Spiral Dynamics – Einführung
Alles Leben will wachsen und sich auf persönlicher, kollektiver,
gesellschaftlicher und organisatorischer Ebene entwickeln.
Unser individueller und kollektiver Entwicklungsweg
«Warum reagieren Menschen so unterschiedlich auf Situationen?» – «Warum mögen manche Menschen vorwiegend Äusserlichkeiten und orientieren sich am Schein, d.h. an Labels, Luxus, Celebrities, wogegen andere die Tiefe der Existenz suchen und das Sein im Blick haben, sich für Natur und Gesellschaft, Leben und Tod interessieren und engagieren?» – Diese Fragen hatte sich der Psychologe Clare W. Graves gestellt. So sammelte er im Laufe der 50er Jahre einschlägige Daten und erstellte ein Modell[1]. Auf Graves’ Forschungen aufbauend und in Anlehnung an die Entwicklungspsychologie von Jean Piaget haben Mitte der 90er Jahre Don Beck und Chris Cowan ein spiralförmiges, nach oben offenes Modell über 9 Ebenen (mit fliessenden Übergängen) entwickelt, welches eine individuelle und ebenso eine gesellschaftlich-kulturelle Bewusstheitsentwicklung zeigt, welches sie Spiral Dynamics© – den Ausdruck gibt es nur auf Englisch – nannten.
Jede Ebene hat ihre starken/hellen und ihre schwächeren/dunkleren Seiten, was nur eine Beobachtung und keine Wertung ist. Ihre Gaben sind im Titel jeder Ebene in Klammern bezeichnet.
+---+
ERFORDERLICHE SCHRITTE
[1] Nenne alle Personen, die im Text über Spiral Dynamics namentlich vorkommen.
[2] Fasse den Text über Spiral Dynamics in zwei Sätzen zusammen.
[3] Schreibe den Text über Spiral Dynamics ab seinem letzten Satz weiter.
Die Datensätze spielen hierfür keine Rolle.

BEREITGESTELLTE DATENSÄTZE
+---+
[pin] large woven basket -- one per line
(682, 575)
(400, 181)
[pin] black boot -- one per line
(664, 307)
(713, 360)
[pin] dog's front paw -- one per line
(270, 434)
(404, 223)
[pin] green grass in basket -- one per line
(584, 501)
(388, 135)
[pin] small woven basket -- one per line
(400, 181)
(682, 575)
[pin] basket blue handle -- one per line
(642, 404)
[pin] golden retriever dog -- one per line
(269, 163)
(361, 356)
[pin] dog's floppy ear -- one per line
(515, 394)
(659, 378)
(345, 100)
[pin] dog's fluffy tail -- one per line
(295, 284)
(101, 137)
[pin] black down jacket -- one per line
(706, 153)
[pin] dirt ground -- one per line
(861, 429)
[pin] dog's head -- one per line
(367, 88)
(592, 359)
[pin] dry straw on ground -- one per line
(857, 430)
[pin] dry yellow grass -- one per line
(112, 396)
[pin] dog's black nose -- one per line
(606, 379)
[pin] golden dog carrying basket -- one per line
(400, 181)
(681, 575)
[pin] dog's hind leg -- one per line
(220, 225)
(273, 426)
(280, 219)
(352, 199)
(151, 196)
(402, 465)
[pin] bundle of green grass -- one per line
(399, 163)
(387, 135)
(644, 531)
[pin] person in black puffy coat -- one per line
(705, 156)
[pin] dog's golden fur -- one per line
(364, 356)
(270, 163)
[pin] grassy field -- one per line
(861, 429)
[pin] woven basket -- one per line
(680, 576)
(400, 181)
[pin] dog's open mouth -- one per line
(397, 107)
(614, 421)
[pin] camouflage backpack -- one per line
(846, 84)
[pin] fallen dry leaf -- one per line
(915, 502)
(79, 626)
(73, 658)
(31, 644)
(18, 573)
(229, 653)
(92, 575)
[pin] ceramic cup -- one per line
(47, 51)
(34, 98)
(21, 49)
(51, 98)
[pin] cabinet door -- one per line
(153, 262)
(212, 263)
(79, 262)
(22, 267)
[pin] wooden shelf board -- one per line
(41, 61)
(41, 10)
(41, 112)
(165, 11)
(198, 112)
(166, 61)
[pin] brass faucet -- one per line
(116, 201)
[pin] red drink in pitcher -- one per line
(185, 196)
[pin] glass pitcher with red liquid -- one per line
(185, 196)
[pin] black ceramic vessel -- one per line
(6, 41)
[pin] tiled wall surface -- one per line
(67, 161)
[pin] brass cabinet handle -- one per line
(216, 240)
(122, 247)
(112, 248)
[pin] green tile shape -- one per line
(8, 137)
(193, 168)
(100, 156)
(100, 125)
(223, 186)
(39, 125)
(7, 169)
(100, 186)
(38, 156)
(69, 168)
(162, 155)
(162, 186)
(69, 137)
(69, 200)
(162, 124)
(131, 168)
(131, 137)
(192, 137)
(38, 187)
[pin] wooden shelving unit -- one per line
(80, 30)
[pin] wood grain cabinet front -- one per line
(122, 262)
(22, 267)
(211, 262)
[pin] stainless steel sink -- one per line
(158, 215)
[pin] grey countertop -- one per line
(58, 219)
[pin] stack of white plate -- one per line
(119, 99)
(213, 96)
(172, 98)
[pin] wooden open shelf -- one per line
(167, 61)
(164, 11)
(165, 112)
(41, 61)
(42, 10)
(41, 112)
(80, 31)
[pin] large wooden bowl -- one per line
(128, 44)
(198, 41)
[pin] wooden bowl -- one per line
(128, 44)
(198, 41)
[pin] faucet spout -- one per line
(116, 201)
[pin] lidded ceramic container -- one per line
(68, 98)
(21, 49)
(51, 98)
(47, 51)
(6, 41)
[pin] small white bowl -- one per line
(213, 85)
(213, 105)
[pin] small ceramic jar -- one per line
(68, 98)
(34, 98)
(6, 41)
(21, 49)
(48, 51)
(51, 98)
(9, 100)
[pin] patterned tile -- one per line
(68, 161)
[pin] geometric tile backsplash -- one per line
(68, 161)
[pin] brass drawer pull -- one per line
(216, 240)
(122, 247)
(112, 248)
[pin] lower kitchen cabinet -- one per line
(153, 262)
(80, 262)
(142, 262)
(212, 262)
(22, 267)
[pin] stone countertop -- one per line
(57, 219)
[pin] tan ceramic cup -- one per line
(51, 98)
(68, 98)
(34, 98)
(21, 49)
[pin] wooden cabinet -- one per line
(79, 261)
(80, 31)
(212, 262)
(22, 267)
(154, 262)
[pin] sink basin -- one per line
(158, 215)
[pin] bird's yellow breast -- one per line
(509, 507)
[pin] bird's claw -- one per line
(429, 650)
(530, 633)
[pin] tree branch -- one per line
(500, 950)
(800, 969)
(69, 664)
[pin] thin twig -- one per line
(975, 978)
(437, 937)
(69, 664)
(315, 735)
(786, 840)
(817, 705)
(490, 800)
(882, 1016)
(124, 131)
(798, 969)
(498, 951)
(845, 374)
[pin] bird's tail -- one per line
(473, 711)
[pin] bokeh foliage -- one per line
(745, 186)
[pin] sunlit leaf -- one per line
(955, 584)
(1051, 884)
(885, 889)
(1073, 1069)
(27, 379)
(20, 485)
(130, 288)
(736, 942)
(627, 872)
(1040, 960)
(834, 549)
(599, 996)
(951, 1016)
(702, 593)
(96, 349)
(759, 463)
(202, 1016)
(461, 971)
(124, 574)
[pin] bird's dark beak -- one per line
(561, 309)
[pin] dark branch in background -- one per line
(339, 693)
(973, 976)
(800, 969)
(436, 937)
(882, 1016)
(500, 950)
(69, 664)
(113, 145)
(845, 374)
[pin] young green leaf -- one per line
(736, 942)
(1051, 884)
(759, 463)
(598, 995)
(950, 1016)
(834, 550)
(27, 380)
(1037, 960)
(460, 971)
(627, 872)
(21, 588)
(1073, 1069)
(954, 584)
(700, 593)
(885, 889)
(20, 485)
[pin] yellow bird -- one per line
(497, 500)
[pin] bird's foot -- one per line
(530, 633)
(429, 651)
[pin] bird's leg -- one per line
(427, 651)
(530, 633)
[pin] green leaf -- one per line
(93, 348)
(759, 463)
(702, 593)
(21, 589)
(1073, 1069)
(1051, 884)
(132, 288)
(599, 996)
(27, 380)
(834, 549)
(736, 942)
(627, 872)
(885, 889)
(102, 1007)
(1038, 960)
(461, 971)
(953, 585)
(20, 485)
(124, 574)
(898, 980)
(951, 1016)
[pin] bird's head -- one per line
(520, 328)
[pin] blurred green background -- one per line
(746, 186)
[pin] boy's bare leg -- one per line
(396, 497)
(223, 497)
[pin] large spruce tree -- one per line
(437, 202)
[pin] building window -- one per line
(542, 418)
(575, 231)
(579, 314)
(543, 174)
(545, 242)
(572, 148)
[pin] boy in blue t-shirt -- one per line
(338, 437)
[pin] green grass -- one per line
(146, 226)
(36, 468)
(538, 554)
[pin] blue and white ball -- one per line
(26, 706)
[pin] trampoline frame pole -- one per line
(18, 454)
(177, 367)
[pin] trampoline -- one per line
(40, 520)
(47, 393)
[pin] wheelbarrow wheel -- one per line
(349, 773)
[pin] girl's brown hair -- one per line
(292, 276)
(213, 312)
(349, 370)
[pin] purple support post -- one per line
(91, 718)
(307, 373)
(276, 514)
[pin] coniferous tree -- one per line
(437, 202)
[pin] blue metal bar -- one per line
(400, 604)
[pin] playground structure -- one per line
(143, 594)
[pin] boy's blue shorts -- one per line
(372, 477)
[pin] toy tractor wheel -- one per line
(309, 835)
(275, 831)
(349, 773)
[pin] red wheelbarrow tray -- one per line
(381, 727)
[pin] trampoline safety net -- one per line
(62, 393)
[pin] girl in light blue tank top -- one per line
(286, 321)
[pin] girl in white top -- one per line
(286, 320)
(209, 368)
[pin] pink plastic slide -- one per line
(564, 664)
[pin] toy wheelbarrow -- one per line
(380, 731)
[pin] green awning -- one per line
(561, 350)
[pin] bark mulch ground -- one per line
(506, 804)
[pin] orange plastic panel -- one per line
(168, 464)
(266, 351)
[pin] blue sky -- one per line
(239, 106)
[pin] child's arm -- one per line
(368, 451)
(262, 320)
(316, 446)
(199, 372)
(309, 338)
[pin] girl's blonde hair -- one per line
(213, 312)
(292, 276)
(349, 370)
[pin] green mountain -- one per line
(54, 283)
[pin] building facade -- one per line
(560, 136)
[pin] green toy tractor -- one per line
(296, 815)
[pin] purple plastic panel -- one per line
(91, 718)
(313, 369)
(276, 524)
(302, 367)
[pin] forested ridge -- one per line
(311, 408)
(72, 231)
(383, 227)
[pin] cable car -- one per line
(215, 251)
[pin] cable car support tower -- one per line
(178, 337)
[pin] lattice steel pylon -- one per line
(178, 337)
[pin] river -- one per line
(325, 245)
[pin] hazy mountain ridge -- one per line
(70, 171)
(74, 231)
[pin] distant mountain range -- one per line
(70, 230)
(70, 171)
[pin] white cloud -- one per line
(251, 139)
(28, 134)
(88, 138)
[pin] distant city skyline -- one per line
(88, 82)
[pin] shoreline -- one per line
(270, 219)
+---+
ERGEBNISSE
[1] Clare W. Graves, Jean Piaget, Don Beck, Chris Cowan

[2] Der Psychologe Clare W. Graves fragte sich, warum Menschen so unterschiedlich auf Situationen reagieren, sammelte in den 50er Jahren Daten dazu und erstellte ein Modell. Darauf aufbauend entwickelten Don Beck und Chris Cowan Mitte der 90er Jahre Spiral Dynamics, ein spiralförmiges, nach oben offenes Modell über 9 Ebenen, von denen jede starke und schwächere Seiten hat.

[3]
Wenn sich eine neue Ebene (Stadium/Schritt) entfaltet, ändern wir auch unser Verhalten und unsere Gewohnheiten[2]. um uns an diese neuen Bedingungen anzupassen. Darüber hinaus kann eine Veränderung des Bewusstseins einen Wertewandel fördern.
Ein Beispiel der praktischen Anwendung: Bei der Beendigung der Apartheit in Südafrika Mitte der 90er Jahre arbeitete Don Beck u.a. mit Nelson Mandela und Frederik De Klerk zusammen. Nach Mandela konnte die Arbeit mit Spiral Dynamics jedoch nicht mehr weitergeführt werden, weil seine Nachfolger Thabo Mbeki und Jacob Zuma kein Verständnis dafür aufbringen konnten; ein Verständnis, das in der Regel während der Übergangsphase von Modern (5) zu Postmodern (6) einsetzt.

1. Archaisches Bewusstsein (Lebensbringer)
Zu Beginn des Lebens, noch gänzlich unbewusst und noch ohne ausgeprägte Individualität, also quasi «im paradiesischen Zustand», lebt der Mensch ganz im Augenblick, im Sein, im Netz des Lebens[3], in der Einheit und in einer natürlichen, symbiotischen Verbundenheit. Wichtig ist einzig irgendwie über die Runden zu kommen und zu überleben.
2. Magisches Bewusstsein (Verbundenheitsbringer)
Der Zusammenhalt in der Grossfamilie, im Stamm oder Clan bietet mit seinen Bräuchen, überlieferten Mythen und Ritualen hinreichend Schutz und vertraute Sicherheit. Dadurch fühlt sich der Mensch in die grössere Ordnung der Kräfte von Natur, Umwelt und seiner Ahnen gestellt. Weise, Älteste und Schamanen deuten die Welt und den Kosmos.
3. Krieger-Bewusstsein (Kraftbringer)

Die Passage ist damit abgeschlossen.